Required work:
Find every line with the string "trunk" in the material below and copy it.

Records provided:
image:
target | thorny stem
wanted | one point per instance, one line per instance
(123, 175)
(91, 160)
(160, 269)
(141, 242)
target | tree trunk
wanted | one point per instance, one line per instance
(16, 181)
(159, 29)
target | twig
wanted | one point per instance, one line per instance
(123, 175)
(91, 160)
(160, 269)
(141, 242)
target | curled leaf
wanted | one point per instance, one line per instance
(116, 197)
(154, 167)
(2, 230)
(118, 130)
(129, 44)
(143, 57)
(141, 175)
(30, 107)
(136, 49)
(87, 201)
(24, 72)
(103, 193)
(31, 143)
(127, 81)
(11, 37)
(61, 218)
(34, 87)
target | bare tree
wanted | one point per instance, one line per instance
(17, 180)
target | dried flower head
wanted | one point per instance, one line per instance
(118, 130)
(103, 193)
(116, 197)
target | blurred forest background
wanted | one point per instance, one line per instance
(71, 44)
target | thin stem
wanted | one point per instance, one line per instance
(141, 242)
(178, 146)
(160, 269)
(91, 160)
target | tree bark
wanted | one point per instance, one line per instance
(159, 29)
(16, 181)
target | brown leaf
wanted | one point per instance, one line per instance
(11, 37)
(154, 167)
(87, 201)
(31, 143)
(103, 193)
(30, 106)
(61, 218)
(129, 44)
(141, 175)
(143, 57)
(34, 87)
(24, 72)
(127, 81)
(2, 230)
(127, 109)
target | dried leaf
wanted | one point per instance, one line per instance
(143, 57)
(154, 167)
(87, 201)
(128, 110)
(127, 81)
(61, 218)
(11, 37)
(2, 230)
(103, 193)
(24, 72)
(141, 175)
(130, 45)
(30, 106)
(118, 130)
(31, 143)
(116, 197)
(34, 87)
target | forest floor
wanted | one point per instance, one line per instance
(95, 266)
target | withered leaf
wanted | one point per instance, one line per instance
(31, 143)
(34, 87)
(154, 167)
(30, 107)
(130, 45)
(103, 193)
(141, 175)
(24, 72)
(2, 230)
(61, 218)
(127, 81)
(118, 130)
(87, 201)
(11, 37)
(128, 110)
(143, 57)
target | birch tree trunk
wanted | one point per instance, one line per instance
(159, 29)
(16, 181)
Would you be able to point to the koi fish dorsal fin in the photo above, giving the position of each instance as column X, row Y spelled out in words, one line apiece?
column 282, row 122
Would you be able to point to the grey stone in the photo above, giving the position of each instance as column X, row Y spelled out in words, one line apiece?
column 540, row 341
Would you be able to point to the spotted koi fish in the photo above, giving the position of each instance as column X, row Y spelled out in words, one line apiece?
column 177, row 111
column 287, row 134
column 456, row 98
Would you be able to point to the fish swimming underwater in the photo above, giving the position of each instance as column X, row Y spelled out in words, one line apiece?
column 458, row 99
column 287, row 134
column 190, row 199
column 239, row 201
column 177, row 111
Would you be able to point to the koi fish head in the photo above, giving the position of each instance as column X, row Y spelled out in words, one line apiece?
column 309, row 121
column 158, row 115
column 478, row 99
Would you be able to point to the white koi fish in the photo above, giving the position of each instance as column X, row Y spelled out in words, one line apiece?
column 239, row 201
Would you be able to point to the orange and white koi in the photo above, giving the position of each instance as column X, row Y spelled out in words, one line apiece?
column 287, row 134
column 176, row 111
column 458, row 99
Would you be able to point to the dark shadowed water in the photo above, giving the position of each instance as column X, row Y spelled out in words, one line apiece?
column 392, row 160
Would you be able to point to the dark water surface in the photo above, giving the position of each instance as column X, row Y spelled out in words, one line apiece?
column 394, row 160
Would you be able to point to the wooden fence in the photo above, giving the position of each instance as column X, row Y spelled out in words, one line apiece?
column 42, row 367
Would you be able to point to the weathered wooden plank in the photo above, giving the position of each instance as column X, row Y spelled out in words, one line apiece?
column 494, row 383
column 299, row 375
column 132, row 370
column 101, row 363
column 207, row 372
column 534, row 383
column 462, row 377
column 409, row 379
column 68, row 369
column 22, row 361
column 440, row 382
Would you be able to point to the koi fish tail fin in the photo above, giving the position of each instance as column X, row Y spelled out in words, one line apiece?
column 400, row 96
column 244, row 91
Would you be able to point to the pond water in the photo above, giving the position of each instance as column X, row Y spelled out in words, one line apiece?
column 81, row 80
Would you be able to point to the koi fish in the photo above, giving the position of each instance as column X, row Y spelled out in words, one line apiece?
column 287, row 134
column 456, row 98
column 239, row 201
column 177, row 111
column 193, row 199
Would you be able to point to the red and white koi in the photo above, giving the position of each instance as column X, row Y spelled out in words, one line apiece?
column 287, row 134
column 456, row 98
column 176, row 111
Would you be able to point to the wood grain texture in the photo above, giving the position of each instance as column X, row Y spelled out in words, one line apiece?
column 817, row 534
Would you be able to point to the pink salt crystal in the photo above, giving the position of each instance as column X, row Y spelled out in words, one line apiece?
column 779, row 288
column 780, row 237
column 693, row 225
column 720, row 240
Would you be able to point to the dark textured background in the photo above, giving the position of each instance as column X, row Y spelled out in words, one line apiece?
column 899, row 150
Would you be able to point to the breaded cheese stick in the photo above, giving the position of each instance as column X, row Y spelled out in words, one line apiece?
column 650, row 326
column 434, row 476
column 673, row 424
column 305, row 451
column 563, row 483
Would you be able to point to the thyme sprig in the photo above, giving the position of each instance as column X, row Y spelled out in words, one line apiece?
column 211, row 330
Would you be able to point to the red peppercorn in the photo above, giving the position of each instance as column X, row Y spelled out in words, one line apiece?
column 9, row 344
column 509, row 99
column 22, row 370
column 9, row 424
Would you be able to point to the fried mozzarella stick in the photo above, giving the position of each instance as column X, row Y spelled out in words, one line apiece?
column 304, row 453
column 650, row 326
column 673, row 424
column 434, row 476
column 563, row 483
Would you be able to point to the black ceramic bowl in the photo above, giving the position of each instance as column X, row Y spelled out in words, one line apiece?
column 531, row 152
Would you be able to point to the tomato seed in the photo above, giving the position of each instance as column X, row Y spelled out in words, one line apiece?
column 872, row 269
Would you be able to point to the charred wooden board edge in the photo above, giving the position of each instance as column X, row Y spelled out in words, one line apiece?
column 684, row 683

---

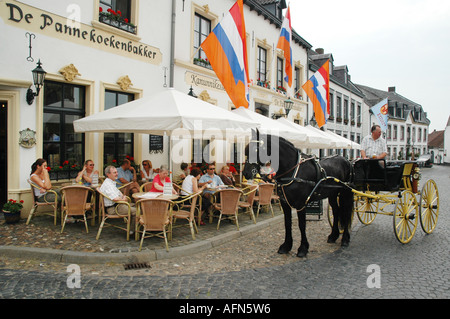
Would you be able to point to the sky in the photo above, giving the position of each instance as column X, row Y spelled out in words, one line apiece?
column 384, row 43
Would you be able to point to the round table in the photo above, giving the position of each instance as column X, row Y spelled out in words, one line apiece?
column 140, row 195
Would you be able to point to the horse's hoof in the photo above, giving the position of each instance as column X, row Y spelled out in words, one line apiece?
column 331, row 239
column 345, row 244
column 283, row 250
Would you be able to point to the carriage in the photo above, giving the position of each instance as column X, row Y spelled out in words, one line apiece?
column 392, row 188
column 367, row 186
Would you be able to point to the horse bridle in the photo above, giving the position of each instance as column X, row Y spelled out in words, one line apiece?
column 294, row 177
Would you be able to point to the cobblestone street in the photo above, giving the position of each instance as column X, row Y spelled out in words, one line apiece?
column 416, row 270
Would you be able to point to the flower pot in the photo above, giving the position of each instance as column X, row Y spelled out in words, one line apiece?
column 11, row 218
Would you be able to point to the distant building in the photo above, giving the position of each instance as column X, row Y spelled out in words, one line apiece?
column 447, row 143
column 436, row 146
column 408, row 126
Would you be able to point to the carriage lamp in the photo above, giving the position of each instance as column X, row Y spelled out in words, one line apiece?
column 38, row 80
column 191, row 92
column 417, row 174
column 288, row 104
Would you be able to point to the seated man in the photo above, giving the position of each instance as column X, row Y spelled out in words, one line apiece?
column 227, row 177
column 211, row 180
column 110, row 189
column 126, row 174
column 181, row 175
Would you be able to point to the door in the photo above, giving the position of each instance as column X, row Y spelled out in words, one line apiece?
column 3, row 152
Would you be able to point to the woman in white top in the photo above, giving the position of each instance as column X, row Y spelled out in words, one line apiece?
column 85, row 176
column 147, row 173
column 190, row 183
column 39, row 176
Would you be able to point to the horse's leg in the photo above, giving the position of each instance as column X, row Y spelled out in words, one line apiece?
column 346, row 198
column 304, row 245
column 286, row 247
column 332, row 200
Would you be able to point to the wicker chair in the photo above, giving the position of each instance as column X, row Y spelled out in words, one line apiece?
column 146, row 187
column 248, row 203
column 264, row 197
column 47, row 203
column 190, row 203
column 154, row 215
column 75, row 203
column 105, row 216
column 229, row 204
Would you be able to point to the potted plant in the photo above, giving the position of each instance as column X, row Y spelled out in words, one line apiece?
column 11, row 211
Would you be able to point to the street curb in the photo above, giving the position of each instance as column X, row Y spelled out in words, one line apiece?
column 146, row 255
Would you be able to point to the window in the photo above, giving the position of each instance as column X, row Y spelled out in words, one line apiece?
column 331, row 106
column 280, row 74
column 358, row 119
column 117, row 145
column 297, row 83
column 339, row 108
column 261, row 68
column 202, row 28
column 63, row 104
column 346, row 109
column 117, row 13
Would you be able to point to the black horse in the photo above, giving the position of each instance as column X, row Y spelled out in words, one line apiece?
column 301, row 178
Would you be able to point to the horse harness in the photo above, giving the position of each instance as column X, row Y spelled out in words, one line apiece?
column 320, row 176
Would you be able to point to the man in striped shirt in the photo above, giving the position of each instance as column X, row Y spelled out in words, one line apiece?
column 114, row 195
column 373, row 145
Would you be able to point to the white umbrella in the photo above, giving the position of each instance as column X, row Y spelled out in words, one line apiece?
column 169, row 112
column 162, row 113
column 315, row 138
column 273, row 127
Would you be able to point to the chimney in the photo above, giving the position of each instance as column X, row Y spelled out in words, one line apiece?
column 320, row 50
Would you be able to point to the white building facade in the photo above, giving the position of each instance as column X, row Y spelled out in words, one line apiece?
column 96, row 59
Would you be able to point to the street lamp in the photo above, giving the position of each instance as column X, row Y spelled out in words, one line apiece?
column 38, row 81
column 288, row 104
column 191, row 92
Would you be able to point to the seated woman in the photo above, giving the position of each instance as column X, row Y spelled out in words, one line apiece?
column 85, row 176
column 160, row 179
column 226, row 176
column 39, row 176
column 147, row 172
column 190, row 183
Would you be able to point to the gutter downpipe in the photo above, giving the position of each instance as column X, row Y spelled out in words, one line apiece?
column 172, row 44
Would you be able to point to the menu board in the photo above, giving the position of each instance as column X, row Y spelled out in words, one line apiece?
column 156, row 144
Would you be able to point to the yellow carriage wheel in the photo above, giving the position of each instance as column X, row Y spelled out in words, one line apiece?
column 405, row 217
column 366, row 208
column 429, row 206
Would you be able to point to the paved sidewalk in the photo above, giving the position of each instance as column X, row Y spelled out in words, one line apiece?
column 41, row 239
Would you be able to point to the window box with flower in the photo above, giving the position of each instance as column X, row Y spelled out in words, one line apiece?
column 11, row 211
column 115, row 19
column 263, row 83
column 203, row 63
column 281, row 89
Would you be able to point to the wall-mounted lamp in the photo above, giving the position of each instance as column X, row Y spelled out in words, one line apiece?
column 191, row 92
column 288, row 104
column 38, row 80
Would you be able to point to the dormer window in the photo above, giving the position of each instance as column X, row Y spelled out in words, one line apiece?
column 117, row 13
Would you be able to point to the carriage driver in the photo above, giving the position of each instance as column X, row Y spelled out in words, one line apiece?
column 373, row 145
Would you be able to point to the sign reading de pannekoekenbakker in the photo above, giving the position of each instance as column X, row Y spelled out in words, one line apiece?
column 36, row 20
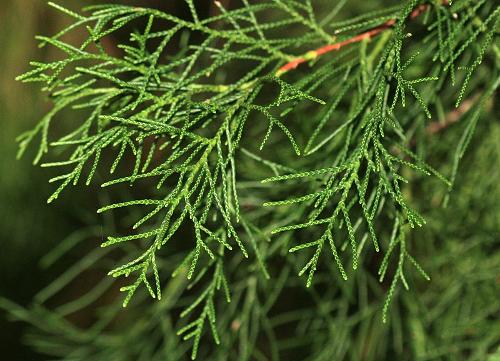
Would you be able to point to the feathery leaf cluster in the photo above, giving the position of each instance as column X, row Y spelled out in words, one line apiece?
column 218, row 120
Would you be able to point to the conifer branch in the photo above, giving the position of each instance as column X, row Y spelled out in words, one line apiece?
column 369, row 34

--

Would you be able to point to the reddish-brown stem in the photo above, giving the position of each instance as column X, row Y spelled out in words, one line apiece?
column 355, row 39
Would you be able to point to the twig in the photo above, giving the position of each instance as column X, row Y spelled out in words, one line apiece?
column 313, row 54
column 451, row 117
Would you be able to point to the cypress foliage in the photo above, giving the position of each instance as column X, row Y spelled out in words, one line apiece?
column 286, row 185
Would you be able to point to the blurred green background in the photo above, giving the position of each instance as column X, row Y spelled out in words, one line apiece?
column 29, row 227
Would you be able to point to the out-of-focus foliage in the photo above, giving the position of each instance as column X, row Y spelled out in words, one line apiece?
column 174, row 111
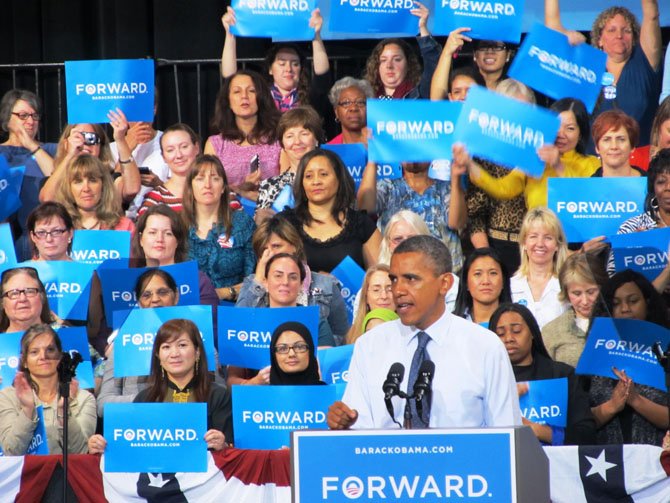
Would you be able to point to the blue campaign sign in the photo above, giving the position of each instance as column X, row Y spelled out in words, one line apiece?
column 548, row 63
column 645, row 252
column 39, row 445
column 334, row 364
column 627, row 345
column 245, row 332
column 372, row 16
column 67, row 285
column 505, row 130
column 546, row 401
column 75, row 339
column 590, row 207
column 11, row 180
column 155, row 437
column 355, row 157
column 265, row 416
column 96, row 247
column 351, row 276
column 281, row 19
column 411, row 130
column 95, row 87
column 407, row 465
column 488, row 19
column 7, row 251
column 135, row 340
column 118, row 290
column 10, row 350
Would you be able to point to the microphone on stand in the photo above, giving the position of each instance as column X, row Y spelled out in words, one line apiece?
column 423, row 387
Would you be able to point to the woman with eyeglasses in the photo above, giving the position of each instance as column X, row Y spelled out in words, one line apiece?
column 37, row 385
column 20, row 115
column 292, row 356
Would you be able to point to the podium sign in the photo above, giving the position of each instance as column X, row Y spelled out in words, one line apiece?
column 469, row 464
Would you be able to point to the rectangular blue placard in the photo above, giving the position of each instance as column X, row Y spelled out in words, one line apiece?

Expected output:
target | tree trunk
target | birch tree trunk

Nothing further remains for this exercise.